*The task*
Extract, exactly as written, all lines of the material below from the line that includes "Every instance of the mushroom cap" through its last line.

Point placement records:
-*-*-

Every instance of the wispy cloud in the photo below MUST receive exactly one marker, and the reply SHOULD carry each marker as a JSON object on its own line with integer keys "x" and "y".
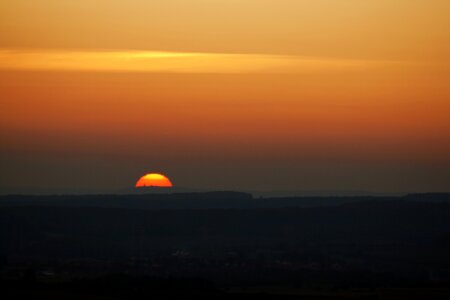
{"x": 171, "y": 62}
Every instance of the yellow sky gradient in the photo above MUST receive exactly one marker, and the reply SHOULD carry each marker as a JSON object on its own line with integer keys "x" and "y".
{"x": 335, "y": 94}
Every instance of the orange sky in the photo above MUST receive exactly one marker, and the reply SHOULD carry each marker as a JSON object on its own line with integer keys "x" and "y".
{"x": 236, "y": 94}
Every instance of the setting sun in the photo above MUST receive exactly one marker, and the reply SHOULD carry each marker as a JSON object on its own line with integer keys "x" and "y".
{"x": 154, "y": 180}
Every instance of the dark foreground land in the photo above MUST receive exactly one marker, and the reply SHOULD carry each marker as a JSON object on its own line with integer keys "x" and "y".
{"x": 225, "y": 246}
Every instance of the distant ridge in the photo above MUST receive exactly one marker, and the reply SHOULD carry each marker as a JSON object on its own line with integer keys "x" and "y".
{"x": 205, "y": 200}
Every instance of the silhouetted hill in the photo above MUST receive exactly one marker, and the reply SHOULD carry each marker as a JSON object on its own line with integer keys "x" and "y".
{"x": 207, "y": 200}
{"x": 229, "y": 238}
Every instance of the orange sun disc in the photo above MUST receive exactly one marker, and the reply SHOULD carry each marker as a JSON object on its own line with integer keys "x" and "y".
{"x": 154, "y": 179}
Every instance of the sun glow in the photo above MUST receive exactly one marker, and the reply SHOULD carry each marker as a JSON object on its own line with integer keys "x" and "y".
{"x": 154, "y": 180}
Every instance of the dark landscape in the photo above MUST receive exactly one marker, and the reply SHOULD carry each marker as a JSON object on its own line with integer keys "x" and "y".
{"x": 225, "y": 245}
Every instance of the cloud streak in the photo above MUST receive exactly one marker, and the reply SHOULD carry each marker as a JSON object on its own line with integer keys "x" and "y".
{"x": 172, "y": 62}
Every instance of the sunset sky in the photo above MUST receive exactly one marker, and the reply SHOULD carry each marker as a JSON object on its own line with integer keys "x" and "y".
{"x": 256, "y": 95}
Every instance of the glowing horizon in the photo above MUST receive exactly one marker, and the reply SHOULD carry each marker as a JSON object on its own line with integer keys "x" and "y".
{"x": 176, "y": 62}
{"x": 154, "y": 180}
{"x": 326, "y": 94}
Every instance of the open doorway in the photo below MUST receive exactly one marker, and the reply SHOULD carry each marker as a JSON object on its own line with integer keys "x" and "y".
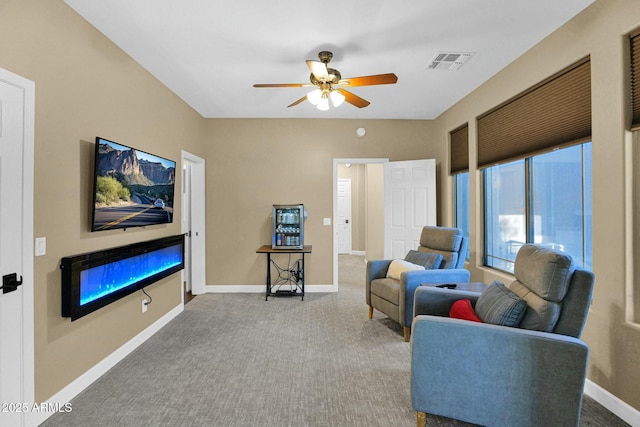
{"x": 365, "y": 212}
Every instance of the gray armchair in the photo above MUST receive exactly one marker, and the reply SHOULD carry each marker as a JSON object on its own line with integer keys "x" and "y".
{"x": 489, "y": 374}
{"x": 442, "y": 251}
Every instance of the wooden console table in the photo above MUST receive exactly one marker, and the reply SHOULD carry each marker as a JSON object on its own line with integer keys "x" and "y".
{"x": 291, "y": 275}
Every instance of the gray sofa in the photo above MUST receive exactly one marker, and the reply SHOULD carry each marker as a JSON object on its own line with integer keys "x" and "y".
{"x": 489, "y": 374}
{"x": 442, "y": 251}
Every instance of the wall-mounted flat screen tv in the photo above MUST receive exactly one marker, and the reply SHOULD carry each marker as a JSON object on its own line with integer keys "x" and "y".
{"x": 131, "y": 188}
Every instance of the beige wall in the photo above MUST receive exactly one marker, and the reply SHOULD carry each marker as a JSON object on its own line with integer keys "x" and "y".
{"x": 600, "y": 31}
{"x": 85, "y": 86}
{"x": 375, "y": 212}
{"x": 254, "y": 163}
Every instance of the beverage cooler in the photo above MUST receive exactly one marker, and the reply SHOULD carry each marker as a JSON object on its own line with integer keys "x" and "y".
{"x": 288, "y": 227}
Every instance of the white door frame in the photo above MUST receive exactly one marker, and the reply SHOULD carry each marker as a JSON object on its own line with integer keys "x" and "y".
{"x": 27, "y": 375}
{"x": 336, "y": 162}
{"x": 346, "y": 231}
{"x": 196, "y": 226}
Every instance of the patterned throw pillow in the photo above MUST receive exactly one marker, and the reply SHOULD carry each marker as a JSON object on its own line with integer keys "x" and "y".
{"x": 399, "y": 266}
{"x": 462, "y": 309}
{"x": 500, "y": 306}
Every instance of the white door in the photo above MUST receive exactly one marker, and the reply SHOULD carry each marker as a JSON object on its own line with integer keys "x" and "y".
{"x": 16, "y": 234}
{"x": 344, "y": 221}
{"x": 409, "y": 203}
{"x": 193, "y": 222}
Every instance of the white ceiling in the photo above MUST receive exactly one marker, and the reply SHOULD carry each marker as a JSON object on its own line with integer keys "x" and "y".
{"x": 211, "y": 52}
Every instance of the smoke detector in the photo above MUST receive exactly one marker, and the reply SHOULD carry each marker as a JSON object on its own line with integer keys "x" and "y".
{"x": 449, "y": 61}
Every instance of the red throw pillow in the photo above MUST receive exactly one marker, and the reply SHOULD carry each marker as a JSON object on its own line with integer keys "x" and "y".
{"x": 462, "y": 309}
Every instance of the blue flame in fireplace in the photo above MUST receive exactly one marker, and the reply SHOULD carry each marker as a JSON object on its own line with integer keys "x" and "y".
{"x": 103, "y": 280}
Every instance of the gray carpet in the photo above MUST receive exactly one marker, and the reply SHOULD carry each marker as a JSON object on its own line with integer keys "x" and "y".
{"x": 237, "y": 360}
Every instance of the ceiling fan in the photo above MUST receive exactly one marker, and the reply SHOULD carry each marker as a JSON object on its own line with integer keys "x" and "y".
{"x": 329, "y": 84}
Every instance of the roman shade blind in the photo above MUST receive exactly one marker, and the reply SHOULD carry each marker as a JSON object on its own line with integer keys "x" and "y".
{"x": 635, "y": 79}
{"x": 554, "y": 113}
{"x": 459, "y": 149}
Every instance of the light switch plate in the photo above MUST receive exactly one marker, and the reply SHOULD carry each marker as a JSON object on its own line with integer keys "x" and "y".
{"x": 41, "y": 246}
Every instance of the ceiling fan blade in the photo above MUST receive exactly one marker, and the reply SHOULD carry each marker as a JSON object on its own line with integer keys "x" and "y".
{"x": 297, "y": 102}
{"x": 282, "y": 85}
{"x": 378, "y": 79}
{"x": 353, "y": 99}
{"x": 318, "y": 69}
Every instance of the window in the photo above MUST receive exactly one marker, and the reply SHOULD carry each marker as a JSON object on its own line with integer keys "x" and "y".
{"x": 461, "y": 185}
{"x": 543, "y": 199}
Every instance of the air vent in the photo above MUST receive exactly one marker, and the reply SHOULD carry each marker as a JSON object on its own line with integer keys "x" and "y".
{"x": 448, "y": 61}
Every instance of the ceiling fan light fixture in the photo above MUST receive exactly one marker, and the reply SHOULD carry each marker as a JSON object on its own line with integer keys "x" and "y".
{"x": 336, "y": 98}
{"x": 323, "y": 105}
{"x": 314, "y": 96}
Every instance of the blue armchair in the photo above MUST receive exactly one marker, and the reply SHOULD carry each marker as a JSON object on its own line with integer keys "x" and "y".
{"x": 442, "y": 251}
{"x": 489, "y": 374}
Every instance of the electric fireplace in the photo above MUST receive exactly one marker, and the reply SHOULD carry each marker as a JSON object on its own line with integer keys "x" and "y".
{"x": 93, "y": 280}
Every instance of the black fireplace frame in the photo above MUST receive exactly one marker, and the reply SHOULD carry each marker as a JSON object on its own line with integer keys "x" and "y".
{"x": 73, "y": 266}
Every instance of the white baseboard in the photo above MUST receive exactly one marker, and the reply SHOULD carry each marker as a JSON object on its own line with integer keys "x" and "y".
{"x": 85, "y": 380}
{"x": 623, "y": 410}
{"x": 259, "y": 289}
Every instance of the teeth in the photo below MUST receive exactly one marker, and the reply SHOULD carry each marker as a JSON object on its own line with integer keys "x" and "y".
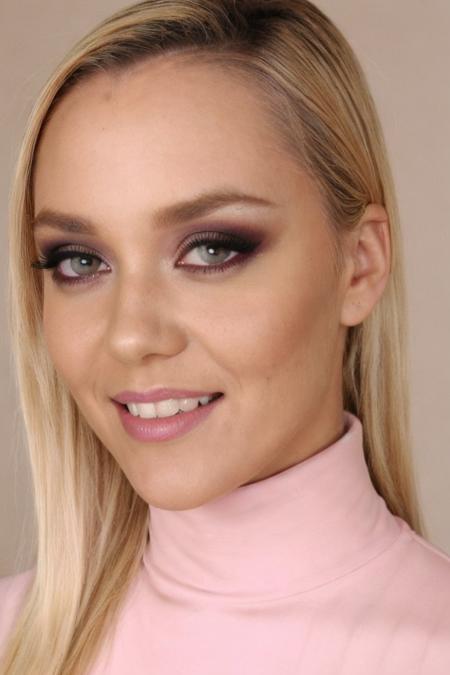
{"x": 166, "y": 408}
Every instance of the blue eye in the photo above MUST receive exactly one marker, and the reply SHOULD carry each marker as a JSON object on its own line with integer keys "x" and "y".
{"x": 73, "y": 264}
{"x": 217, "y": 246}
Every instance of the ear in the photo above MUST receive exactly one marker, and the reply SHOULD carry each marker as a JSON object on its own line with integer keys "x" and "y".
{"x": 368, "y": 265}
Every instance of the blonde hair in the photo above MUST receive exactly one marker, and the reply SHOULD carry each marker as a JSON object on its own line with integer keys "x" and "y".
{"x": 92, "y": 526}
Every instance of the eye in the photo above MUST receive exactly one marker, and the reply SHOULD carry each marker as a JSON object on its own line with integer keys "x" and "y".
{"x": 214, "y": 250}
{"x": 71, "y": 265}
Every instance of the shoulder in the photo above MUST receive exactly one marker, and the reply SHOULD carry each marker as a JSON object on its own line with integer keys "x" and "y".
{"x": 422, "y": 581}
{"x": 12, "y": 593}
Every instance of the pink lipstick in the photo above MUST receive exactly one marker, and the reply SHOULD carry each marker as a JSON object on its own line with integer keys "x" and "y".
{"x": 162, "y": 428}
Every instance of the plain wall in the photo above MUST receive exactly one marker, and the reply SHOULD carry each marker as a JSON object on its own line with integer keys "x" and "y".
{"x": 404, "y": 48}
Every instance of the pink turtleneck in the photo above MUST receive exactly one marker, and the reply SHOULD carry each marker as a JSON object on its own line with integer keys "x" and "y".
{"x": 306, "y": 572}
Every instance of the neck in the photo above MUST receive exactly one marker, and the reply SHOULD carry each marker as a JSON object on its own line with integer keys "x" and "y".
{"x": 287, "y": 533}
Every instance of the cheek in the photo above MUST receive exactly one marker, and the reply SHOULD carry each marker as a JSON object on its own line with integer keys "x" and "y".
{"x": 283, "y": 333}
{"x": 68, "y": 337}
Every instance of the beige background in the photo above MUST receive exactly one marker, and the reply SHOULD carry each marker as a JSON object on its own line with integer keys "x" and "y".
{"x": 404, "y": 48}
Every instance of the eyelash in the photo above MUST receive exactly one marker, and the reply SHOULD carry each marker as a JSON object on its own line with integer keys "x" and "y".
{"x": 219, "y": 240}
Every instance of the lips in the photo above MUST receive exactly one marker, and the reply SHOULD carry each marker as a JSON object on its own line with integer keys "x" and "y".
{"x": 164, "y": 428}
{"x": 159, "y": 394}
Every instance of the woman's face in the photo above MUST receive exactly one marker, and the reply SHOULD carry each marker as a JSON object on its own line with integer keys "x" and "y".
{"x": 258, "y": 318}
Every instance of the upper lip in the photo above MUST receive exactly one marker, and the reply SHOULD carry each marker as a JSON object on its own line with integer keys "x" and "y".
{"x": 153, "y": 395}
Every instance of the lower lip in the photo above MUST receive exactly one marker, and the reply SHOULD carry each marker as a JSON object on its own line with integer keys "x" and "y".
{"x": 164, "y": 428}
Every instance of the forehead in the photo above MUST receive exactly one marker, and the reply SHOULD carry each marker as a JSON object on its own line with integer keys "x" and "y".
{"x": 162, "y": 130}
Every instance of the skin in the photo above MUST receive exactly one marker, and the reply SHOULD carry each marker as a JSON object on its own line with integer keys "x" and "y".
{"x": 268, "y": 332}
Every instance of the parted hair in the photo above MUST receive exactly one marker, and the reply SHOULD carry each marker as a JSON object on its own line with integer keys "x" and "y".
{"x": 92, "y": 527}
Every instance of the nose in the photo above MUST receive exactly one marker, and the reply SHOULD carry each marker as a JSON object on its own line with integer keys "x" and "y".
{"x": 142, "y": 321}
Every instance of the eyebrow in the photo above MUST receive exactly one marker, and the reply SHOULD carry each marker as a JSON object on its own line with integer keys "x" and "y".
{"x": 175, "y": 214}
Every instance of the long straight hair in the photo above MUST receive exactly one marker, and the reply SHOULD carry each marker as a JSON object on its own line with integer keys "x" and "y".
{"x": 92, "y": 526}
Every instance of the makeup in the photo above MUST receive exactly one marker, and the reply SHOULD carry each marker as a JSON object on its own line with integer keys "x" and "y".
{"x": 59, "y": 257}
{"x": 164, "y": 428}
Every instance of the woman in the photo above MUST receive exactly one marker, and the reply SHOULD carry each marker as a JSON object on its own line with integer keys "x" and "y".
{"x": 208, "y": 309}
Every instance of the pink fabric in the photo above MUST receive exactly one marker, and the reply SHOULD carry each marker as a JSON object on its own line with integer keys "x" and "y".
{"x": 304, "y": 572}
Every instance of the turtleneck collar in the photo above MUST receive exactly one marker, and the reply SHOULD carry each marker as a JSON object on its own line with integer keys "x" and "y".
{"x": 291, "y": 532}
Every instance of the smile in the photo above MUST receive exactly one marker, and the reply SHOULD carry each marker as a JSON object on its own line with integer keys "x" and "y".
{"x": 172, "y": 423}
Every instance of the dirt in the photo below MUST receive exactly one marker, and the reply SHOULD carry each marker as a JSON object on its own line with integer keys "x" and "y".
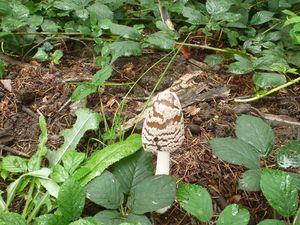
{"x": 43, "y": 88}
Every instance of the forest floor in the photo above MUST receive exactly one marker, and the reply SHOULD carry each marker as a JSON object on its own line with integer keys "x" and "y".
{"x": 34, "y": 87}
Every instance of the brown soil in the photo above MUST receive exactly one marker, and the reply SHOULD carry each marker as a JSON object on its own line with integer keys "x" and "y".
{"x": 44, "y": 88}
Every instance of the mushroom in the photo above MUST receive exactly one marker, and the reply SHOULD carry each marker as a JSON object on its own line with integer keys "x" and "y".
{"x": 163, "y": 130}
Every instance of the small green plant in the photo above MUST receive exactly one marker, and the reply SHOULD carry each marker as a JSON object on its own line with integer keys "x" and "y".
{"x": 255, "y": 140}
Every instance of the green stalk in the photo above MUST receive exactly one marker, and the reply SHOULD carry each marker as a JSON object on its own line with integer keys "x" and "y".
{"x": 269, "y": 92}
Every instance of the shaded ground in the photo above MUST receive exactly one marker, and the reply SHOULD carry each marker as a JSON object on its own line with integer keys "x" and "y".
{"x": 46, "y": 89}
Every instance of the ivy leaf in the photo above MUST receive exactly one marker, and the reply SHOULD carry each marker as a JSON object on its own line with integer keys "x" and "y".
{"x": 261, "y": 17}
{"x": 280, "y": 191}
{"x": 86, "y": 120}
{"x": 289, "y": 155}
{"x": 124, "y": 48}
{"x": 267, "y": 80}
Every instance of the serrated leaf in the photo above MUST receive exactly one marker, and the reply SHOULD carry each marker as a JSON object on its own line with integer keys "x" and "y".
{"x": 102, "y": 158}
{"x": 124, "y": 31}
{"x": 14, "y": 164}
{"x": 124, "y": 48}
{"x": 195, "y": 200}
{"x": 217, "y": 6}
{"x": 272, "y": 222}
{"x": 268, "y": 80}
{"x": 131, "y": 170}
{"x": 256, "y": 132}
{"x": 235, "y": 151}
{"x": 105, "y": 190}
{"x": 280, "y": 191}
{"x": 152, "y": 193}
{"x": 71, "y": 160}
{"x": 102, "y": 75}
{"x": 261, "y": 17}
{"x": 289, "y": 155}
{"x": 250, "y": 181}
{"x": 234, "y": 215}
{"x": 71, "y": 199}
{"x": 86, "y": 120}
{"x": 10, "y": 218}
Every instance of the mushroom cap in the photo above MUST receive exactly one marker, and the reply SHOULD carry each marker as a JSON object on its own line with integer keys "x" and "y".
{"x": 163, "y": 128}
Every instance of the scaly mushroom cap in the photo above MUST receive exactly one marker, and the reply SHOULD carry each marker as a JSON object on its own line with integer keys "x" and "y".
{"x": 163, "y": 128}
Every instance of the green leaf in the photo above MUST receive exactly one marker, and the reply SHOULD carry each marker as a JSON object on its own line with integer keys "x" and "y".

-*-*-

*Solution for this problem*
Every instance of the mushroom cap in the photo above MUST receive exactly one marker, and the reply SHOULD carry each marker as a JSON object on its own line with integer keys "x" and "y".
{"x": 163, "y": 128}
Every instance of the scaly mushroom cap in the photo above MUST receive exactly one marker, and the reply SHOULD carry each marker as a JSON object on its own line with integer keys "x" and "y".
{"x": 163, "y": 128}
Every instance of the green leaf in the photo above MUST receive exactly one marker, and the reply SHOULD carry each marker as a JSON object on its own line with integer keys "x" and "y".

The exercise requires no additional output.